- What the task asks -
Lay out the stretch of the listing from the line containing "of the long" through the line containing "Target: long green leaf" as a numbered list, skipping any blank lines.

- Supplied data -
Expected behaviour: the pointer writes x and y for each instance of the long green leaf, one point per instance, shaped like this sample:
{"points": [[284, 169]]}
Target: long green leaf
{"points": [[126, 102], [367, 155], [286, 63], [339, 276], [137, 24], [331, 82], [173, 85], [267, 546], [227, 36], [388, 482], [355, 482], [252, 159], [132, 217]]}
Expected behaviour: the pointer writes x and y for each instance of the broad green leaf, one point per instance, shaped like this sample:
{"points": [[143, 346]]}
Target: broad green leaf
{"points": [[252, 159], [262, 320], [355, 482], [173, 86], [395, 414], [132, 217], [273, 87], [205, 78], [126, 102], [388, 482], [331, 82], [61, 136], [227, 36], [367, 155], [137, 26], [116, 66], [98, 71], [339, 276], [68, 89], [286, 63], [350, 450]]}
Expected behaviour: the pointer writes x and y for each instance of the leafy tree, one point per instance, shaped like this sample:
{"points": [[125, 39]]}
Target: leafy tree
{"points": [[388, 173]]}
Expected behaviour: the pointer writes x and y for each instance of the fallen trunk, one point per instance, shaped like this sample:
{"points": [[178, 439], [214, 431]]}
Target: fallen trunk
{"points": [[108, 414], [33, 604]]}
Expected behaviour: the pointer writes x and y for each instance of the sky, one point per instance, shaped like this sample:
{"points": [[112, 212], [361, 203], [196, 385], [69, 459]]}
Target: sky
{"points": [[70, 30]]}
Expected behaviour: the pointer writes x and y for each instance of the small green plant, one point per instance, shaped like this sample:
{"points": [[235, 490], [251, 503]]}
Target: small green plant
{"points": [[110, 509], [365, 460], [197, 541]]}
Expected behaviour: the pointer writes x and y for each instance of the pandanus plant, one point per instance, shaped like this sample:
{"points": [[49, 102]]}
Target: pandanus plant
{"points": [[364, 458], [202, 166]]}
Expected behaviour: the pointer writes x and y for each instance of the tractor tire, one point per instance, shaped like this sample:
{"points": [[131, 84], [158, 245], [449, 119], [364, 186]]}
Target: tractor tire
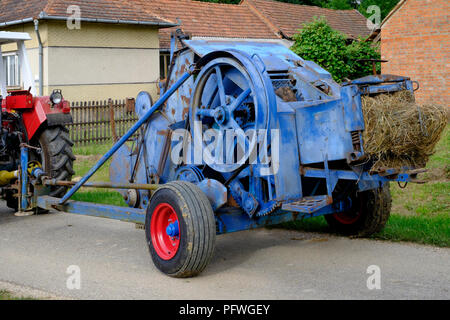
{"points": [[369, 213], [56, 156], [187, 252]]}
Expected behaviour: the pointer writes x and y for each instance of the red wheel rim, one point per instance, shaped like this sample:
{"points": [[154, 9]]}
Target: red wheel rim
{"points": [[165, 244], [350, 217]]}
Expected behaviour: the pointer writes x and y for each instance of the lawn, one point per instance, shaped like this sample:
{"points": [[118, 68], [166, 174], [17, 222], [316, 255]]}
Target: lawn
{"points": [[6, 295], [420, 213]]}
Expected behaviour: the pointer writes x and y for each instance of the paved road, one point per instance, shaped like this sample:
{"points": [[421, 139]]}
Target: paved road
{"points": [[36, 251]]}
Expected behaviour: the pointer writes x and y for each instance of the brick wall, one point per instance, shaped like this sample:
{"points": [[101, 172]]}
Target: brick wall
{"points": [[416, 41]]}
* * *
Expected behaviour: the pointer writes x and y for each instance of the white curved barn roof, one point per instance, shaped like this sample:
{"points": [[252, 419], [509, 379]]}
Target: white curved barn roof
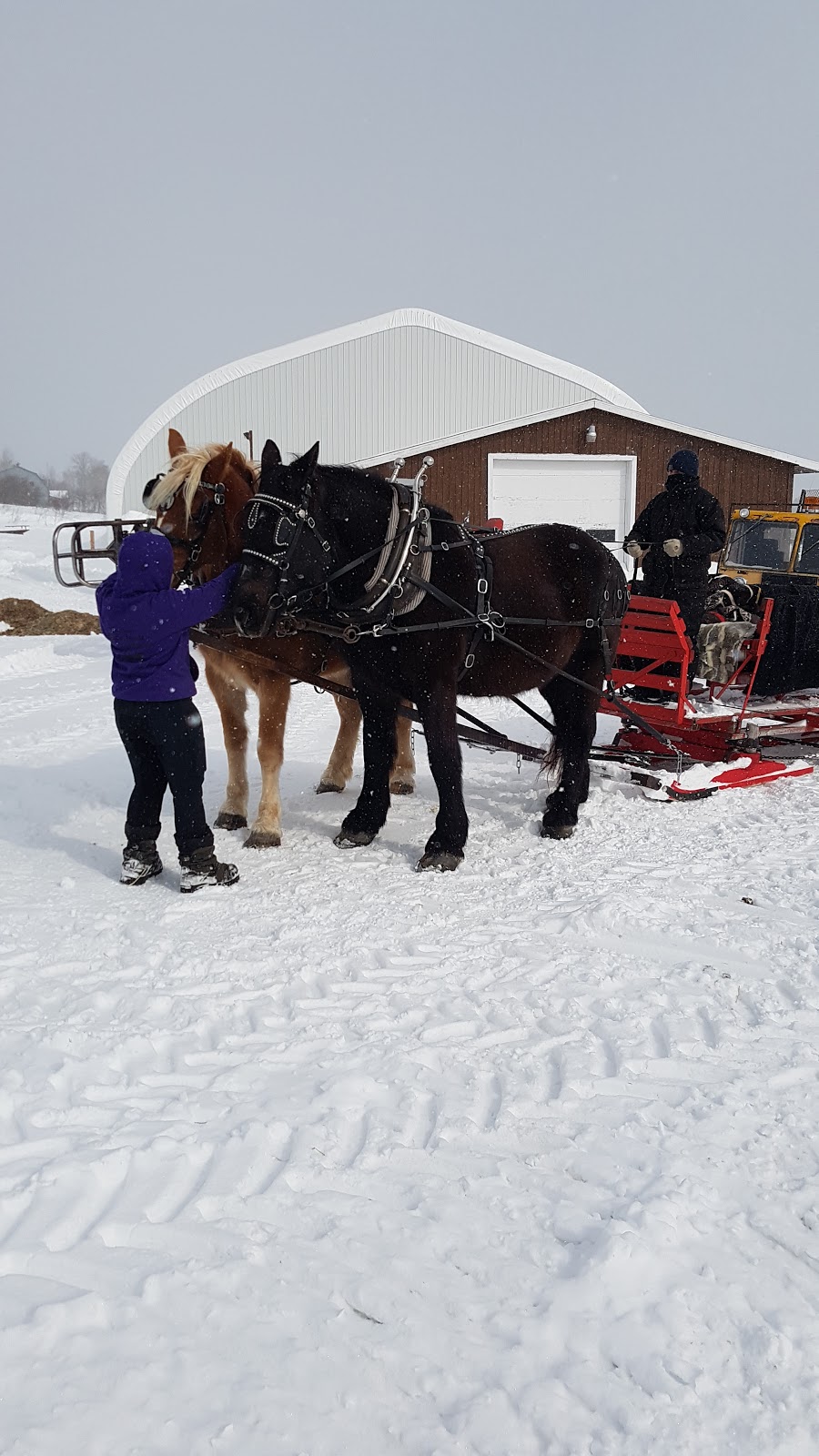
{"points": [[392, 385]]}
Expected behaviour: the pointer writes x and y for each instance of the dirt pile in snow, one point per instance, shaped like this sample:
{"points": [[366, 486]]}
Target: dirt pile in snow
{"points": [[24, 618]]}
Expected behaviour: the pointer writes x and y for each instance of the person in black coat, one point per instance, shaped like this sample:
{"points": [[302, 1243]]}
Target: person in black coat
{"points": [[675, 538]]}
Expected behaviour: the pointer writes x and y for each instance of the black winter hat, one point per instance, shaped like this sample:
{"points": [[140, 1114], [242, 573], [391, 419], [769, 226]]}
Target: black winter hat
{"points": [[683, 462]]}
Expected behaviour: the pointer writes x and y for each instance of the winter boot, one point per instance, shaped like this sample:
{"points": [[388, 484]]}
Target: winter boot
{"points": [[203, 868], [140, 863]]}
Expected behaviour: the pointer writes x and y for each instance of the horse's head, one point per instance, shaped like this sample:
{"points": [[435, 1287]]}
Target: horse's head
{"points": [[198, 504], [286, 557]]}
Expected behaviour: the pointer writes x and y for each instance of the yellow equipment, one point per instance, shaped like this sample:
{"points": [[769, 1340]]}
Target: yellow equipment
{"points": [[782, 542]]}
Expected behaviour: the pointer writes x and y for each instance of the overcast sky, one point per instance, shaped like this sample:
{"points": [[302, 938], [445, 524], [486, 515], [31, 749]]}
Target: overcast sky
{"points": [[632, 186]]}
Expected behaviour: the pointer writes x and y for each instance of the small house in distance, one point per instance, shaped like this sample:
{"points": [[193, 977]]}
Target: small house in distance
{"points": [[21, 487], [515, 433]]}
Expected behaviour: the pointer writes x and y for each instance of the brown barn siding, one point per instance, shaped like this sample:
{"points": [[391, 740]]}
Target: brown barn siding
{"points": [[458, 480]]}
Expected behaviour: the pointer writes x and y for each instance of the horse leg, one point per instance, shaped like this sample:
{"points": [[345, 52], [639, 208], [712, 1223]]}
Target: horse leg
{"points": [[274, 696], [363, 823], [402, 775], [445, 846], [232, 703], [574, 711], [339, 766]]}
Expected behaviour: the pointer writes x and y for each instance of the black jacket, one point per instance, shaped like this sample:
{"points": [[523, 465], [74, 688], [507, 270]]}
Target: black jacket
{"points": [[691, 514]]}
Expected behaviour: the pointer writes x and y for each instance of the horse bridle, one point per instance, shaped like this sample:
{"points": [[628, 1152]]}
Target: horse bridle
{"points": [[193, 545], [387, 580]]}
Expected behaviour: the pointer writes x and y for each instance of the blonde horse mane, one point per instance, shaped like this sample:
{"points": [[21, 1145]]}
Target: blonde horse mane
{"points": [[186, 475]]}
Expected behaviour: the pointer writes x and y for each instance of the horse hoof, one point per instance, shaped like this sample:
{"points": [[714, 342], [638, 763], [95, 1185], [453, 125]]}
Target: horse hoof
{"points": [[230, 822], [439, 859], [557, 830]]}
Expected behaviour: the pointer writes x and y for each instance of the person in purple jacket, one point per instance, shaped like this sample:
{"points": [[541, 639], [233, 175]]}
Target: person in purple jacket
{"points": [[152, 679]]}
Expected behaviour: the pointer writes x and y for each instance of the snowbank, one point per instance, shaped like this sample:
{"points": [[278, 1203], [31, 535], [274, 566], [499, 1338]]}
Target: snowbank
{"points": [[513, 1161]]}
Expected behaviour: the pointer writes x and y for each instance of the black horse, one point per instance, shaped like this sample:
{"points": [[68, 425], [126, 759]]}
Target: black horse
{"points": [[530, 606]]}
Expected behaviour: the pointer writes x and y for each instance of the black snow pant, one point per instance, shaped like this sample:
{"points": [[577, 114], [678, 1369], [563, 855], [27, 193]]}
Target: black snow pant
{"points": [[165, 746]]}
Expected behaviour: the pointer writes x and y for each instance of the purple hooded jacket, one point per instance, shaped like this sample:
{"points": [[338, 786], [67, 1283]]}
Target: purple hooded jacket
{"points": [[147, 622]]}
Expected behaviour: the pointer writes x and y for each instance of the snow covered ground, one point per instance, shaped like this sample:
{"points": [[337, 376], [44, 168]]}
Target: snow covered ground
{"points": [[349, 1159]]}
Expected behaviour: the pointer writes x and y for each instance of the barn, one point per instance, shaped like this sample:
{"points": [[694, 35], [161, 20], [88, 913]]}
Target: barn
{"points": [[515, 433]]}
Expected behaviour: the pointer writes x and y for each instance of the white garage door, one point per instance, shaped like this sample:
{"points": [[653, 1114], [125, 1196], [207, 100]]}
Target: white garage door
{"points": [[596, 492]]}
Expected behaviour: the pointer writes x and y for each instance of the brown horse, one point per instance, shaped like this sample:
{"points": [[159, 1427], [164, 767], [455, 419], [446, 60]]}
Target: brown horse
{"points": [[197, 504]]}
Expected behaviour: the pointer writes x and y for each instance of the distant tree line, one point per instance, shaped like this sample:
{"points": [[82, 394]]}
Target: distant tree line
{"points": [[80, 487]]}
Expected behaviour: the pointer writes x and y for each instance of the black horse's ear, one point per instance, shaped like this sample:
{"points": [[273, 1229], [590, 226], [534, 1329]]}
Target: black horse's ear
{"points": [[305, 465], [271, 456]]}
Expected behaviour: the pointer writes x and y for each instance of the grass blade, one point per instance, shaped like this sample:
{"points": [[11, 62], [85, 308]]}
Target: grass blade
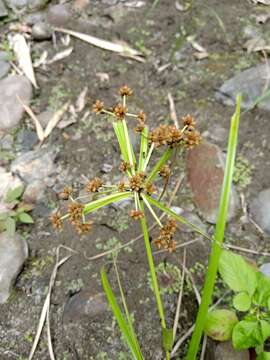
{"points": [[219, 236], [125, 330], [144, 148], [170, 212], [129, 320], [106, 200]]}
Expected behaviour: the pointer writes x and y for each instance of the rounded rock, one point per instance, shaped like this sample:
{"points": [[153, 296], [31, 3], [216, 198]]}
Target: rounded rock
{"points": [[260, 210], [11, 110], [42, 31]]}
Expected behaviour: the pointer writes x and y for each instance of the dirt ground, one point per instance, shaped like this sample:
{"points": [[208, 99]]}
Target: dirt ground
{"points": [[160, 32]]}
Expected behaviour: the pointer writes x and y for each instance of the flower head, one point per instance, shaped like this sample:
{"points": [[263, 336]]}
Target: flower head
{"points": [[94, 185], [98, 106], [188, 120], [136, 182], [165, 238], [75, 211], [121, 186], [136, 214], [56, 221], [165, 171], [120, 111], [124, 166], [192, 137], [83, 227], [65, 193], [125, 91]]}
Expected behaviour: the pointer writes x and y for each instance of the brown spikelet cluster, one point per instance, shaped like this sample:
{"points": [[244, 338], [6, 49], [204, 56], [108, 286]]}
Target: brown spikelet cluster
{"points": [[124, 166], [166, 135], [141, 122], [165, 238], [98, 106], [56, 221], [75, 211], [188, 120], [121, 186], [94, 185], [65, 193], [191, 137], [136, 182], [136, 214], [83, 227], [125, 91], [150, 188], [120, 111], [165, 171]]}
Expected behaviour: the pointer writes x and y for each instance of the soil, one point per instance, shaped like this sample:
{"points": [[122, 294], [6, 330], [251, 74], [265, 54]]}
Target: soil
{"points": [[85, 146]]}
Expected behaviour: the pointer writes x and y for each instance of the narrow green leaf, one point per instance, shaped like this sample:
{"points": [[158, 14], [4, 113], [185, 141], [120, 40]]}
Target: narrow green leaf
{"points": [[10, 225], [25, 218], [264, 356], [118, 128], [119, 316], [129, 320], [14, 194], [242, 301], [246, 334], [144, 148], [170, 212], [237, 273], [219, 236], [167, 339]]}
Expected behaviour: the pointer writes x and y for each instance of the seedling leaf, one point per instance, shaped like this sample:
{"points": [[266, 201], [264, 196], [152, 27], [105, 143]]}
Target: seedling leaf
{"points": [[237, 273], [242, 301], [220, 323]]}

- Solution for this exercise -
1. Expected behaviour: the pointer writes x and y for each instance of the long green leaf, one point per instance, shaped like this sample:
2. {"points": [[284, 169]]}
3. Target: long green leaf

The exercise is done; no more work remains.